╭─ EXTRACTED INFORMATION

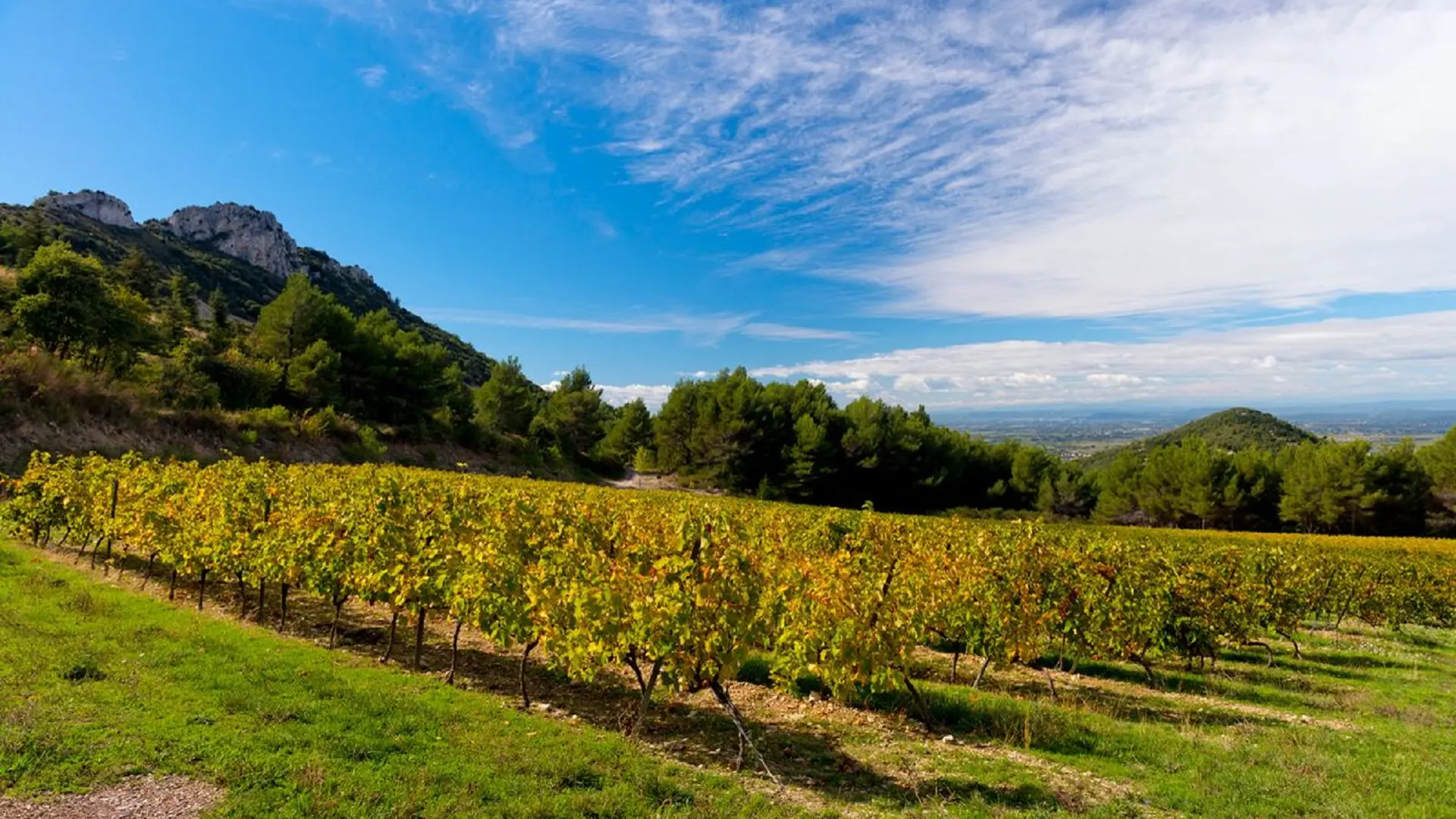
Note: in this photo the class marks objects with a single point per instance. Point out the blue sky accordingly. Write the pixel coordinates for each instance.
(944, 203)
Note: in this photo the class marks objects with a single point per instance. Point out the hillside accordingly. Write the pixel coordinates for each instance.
(239, 249)
(1228, 430)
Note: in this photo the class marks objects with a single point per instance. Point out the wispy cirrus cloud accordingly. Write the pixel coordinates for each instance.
(373, 76)
(696, 328)
(1030, 158)
(1329, 359)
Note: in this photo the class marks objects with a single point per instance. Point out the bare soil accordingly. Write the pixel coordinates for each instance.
(137, 798)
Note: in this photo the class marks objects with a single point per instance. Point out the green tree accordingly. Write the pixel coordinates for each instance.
(139, 273)
(1402, 491)
(61, 299)
(1117, 488)
(507, 401)
(629, 431)
(1327, 485)
(220, 325)
(573, 419)
(36, 232)
(180, 311)
(293, 324)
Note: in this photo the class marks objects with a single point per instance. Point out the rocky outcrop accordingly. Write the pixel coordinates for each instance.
(95, 205)
(256, 237)
(242, 232)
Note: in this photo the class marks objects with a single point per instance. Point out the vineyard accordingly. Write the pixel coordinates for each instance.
(683, 589)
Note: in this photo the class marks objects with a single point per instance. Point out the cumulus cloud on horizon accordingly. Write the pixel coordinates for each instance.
(698, 328)
(1334, 359)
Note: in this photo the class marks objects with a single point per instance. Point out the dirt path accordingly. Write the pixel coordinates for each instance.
(139, 798)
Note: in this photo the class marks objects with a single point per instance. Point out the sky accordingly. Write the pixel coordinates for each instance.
(954, 205)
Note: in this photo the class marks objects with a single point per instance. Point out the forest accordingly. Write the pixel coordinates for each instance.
(306, 357)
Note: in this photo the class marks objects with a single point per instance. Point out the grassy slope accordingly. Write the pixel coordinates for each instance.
(289, 729)
(294, 730)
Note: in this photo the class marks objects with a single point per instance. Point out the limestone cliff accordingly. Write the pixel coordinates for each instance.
(96, 205)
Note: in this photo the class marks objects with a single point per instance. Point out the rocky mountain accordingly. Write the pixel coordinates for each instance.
(242, 232)
(95, 205)
(239, 249)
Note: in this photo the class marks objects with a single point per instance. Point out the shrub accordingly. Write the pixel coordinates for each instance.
(369, 449)
(273, 419)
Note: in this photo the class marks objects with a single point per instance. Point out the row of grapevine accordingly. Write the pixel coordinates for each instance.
(680, 589)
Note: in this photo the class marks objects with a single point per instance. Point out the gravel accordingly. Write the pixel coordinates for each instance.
(137, 798)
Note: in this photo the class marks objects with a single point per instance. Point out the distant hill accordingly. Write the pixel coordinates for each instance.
(1229, 430)
(239, 249)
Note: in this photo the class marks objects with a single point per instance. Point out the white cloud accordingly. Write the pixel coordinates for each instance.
(1329, 359)
(653, 395)
(1022, 158)
(373, 76)
(698, 328)
(791, 333)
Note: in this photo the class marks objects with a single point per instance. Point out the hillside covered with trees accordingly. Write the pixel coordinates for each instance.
(123, 315)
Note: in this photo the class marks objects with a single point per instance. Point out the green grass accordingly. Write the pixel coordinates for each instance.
(98, 682)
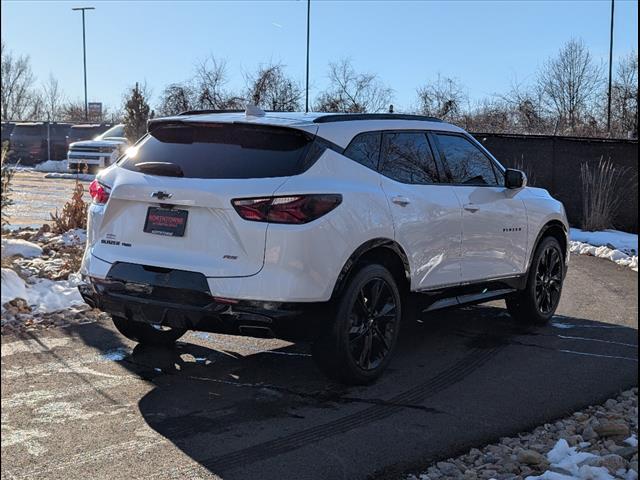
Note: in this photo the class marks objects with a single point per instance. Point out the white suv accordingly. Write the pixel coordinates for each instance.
(98, 153)
(324, 226)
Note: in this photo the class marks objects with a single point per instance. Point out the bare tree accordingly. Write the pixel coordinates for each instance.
(270, 88)
(524, 105)
(73, 112)
(624, 97)
(569, 83)
(16, 93)
(176, 98)
(444, 98)
(353, 92)
(53, 99)
(136, 112)
(490, 116)
(209, 86)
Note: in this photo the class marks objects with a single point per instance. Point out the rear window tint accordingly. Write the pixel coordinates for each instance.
(224, 150)
(30, 130)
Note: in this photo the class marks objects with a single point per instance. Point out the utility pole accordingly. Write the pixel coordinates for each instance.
(610, 69)
(306, 101)
(84, 57)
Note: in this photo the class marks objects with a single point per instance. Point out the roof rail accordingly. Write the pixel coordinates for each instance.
(342, 117)
(203, 112)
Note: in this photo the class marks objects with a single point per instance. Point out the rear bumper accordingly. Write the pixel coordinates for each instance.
(196, 310)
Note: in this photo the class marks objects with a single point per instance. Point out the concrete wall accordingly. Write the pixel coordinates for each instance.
(554, 163)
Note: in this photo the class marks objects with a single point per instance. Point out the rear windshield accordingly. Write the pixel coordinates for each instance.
(223, 150)
(30, 130)
(117, 131)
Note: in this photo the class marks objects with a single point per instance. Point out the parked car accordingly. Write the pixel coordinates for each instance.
(7, 128)
(321, 226)
(102, 151)
(86, 132)
(35, 142)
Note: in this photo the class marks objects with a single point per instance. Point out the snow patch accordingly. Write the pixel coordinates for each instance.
(619, 247)
(12, 286)
(41, 294)
(15, 246)
(625, 242)
(576, 465)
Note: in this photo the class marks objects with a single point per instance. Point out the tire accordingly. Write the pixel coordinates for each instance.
(537, 303)
(147, 334)
(358, 345)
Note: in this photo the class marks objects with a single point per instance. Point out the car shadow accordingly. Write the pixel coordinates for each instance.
(239, 409)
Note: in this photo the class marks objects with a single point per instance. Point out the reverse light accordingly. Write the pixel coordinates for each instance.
(290, 209)
(99, 193)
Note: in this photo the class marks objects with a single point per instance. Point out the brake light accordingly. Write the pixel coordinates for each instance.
(290, 209)
(99, 193)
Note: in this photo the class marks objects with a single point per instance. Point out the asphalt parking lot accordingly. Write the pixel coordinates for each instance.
(83, 402)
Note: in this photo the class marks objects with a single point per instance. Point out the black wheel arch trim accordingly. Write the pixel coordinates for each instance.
(542, 233)
(368, 246)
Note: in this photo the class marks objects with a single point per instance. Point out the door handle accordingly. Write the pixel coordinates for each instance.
(470, 207)
(400, 200)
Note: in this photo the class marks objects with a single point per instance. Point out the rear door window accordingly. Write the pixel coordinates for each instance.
(223, 150)
(468, 165)
(407, 158)
(365, 149)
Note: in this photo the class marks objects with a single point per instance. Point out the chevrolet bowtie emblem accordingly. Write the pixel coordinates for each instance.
(161, 195)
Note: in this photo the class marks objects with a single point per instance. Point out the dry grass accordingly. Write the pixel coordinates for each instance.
(7, 176)
(602, 194)
(74, 213)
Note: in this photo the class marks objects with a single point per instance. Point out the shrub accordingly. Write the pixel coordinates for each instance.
(74, 213)
(602, 194)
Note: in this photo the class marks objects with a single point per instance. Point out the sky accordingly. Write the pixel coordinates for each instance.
(485, 45)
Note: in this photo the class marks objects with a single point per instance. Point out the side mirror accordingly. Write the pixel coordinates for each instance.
(515, 179)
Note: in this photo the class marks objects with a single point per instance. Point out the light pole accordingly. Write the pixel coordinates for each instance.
(610, 69)
(306, 101)
(84, 57)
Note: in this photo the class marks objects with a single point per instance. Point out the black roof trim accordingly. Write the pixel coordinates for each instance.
(204, 112)
(342, 117)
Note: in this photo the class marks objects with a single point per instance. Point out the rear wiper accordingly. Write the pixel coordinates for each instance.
(166, 169)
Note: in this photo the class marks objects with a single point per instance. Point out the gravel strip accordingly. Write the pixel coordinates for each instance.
(607, 431)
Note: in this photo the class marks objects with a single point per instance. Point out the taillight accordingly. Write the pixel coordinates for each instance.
(292, 209)
(99, 192)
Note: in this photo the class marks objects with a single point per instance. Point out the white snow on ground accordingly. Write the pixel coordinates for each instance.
(41, 294)
(59, 166)
(12, 286)
(77, 236)
(85, 177)
(626, 242)
(14, 246)
(619, 247)
(577, 465)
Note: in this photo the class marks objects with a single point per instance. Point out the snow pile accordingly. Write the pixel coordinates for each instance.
(14, 246)
(568, 464)
(619, 247)
(12, 286)
(41, 294)
(59, 166)
(76, 236)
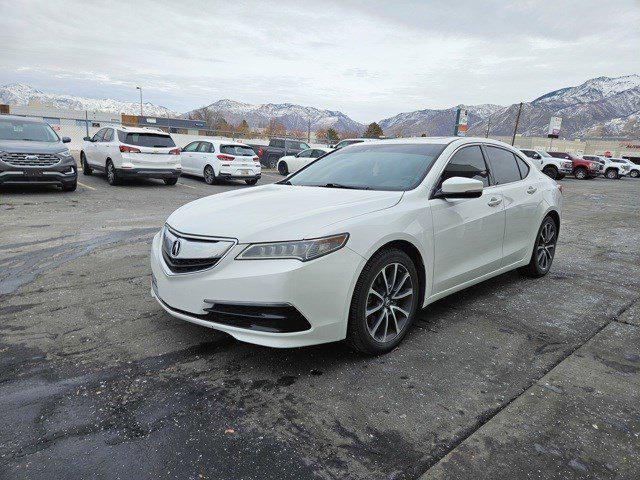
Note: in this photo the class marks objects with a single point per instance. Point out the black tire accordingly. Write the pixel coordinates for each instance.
(359, 335)
(70, 187)
(170, 181)
(86, 169)
(612, 174)
(535, 268)
(209, 175)
(581, 173)
(112, 174)
(550, 171)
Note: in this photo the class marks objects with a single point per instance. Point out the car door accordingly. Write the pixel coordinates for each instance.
(201, 157)
(187, 159)
(521, 196)
(92, 148)
(468, 232)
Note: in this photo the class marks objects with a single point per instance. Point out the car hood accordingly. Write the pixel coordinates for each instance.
(20, 146)
(276, 212)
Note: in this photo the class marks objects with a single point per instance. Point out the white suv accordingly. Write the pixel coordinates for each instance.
(613, 168)
(216, 160)
(553, 167)
(123, 152)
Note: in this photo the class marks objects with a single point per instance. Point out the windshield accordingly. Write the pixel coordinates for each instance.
(154, 140)
(239, 150)
(27, 131)
(370, 167)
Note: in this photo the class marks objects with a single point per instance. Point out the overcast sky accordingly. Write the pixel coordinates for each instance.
(368, 59)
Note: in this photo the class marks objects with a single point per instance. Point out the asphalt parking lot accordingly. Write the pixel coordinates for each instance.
(513, 378)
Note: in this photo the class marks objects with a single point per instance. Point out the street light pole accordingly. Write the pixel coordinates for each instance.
(138, 88)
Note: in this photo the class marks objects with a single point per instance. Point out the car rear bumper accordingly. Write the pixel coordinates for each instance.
(278, 303)
(148, 173)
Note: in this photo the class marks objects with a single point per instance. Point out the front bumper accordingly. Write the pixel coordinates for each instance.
(148, 172)
(63, 173)
(312, 299)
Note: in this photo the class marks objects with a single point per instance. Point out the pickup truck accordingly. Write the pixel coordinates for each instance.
(582, 168)
(278, 148)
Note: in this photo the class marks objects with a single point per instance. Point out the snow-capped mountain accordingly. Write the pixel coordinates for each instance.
(293, 117)
(600, 107)
(433, 122)
(23, 95)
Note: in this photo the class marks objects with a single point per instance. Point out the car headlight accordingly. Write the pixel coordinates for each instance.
(303, 250)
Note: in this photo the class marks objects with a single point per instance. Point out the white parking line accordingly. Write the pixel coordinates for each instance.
(86, 186)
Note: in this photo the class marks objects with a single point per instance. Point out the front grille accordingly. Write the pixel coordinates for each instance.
(191, 254)
(30, 159)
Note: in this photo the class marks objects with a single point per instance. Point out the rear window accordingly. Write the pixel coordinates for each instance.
(239, 150)
(156, 140)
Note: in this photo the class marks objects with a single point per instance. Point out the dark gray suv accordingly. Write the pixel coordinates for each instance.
(32, 153)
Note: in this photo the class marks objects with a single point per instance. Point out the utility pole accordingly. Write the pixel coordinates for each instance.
(515, 128)
(486, 135)
(138, 88)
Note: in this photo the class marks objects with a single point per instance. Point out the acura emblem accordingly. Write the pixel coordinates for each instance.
(175, 248)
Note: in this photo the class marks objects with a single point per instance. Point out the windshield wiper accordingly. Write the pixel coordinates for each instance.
(340, 185)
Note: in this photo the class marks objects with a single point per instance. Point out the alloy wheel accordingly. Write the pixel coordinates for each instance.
(546, 245)
(389, 303)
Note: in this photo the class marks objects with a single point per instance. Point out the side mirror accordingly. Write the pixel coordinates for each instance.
(460, 187)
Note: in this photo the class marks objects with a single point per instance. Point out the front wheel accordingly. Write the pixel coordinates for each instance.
(550, 171)
(543, 250)
(384, 303)
(170, 181)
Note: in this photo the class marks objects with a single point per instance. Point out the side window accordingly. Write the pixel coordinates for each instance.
(503, 165)
(192, 147)
(205, 147)
(524, 168)
(98, 136)
(469, 163)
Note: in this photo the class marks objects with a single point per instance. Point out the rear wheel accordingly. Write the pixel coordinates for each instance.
(581, 173)
(611, 174)
(384, 303)
(86, 169)
(209, 175)
(170, 181)
(550, 171)
(112, 175)
(543, 250)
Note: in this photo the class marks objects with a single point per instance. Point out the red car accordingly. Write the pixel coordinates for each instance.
(582, 169)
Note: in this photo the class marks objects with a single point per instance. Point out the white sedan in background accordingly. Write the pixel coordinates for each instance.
(216, 160)
(293, 163)
(353, 245)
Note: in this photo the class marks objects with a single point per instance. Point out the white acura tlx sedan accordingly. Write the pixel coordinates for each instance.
(355, 243)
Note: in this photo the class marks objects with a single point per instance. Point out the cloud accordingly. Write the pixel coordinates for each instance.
(367, 59)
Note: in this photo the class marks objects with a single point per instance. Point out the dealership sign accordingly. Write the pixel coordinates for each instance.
(554, 127)
(461, 122)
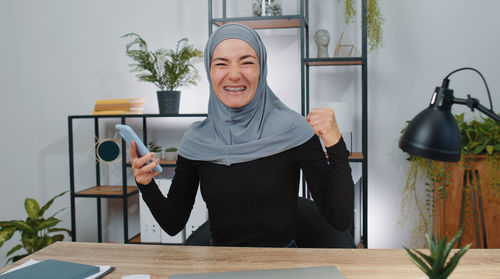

╰─

• _GIVEN REQUEST_
Report how many lines of the rows above contain the string "front", with case counting, and give only the number.

• _SOLUTION FOR THIS PROBLEM_
3